>> Start Record extracts
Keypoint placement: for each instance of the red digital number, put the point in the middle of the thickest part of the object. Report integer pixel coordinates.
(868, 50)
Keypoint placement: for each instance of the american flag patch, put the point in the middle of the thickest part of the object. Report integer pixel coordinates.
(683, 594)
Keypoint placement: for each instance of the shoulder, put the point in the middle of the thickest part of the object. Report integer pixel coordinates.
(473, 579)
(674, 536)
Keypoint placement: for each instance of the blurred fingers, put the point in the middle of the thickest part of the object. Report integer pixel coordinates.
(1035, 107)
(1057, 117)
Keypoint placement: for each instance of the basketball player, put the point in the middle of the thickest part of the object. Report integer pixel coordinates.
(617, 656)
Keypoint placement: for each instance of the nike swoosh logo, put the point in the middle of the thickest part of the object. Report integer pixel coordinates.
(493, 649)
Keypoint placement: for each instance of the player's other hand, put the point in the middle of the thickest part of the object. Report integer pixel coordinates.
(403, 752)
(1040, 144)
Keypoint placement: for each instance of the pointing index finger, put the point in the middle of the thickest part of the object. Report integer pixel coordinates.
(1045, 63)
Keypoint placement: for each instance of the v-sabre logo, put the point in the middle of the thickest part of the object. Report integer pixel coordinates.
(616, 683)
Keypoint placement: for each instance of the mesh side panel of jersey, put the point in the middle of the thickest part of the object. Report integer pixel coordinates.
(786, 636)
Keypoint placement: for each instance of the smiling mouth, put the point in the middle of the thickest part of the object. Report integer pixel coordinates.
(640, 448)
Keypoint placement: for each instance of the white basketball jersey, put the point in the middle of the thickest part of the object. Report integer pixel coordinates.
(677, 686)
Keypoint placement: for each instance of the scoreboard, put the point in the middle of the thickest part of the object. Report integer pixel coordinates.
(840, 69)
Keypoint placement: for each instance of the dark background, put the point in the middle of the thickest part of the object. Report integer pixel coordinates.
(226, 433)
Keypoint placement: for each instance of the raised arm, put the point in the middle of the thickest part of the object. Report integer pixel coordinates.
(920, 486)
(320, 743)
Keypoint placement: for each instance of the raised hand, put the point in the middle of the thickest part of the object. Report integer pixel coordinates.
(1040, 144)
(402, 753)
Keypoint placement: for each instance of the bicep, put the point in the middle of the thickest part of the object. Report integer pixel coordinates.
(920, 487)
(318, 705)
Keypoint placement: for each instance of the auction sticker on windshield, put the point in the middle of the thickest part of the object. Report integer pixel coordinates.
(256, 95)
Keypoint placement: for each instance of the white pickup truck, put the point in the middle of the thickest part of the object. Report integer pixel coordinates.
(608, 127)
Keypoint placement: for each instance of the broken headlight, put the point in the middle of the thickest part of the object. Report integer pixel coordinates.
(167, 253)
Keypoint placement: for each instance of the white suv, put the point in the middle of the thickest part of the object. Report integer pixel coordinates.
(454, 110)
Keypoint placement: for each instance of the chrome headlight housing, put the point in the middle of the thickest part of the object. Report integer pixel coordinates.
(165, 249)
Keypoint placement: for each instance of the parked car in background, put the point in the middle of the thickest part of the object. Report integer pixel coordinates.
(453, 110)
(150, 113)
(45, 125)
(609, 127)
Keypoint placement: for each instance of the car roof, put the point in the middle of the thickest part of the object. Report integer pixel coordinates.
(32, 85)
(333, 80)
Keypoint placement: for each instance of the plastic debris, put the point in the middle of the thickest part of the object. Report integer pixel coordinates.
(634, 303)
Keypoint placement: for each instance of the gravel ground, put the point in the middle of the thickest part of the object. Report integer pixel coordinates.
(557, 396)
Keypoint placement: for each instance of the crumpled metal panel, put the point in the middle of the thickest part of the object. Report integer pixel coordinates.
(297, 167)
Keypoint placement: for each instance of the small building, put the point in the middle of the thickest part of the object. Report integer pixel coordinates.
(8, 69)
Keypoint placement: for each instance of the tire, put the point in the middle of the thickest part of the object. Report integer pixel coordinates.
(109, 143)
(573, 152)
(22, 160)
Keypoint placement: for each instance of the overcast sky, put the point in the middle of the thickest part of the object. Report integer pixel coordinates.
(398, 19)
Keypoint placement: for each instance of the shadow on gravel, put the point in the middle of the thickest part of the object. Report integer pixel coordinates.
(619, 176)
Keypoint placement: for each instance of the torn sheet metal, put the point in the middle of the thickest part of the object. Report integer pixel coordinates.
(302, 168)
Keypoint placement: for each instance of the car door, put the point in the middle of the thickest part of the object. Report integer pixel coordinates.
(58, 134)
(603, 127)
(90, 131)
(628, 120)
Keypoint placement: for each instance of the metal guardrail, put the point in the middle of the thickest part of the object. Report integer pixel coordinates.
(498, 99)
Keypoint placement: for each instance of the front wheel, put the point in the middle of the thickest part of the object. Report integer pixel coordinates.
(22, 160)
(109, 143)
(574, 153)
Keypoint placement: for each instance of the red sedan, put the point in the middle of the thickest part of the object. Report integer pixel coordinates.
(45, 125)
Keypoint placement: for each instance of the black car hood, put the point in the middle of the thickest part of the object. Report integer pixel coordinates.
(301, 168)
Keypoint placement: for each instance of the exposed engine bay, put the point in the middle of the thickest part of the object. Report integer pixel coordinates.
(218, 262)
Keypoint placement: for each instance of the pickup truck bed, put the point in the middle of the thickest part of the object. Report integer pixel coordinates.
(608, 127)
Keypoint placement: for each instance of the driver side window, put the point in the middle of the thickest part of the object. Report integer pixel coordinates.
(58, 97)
>> End Record extracts
● **Direction**
Begin at the line that has "Keypoint placement: for each instance of the pickup" and stop after the last of the items above. Copy only those lines, requests included, and multiply every pixel coordinate in the answers by 0.7, rounding to whole numbers with halves rounded up.

● **Answer to this task**
Keypoint placement: for each instance of the pickup truck bed, put the point in the middle of the thickest part of the object. Report integer pixel coordinates.
(426, 89)
Keypoint placement: for each instance of the driver side window, put the point in the middle of the thickest part of the object. Report integer pixel coordinates.
(41, 68)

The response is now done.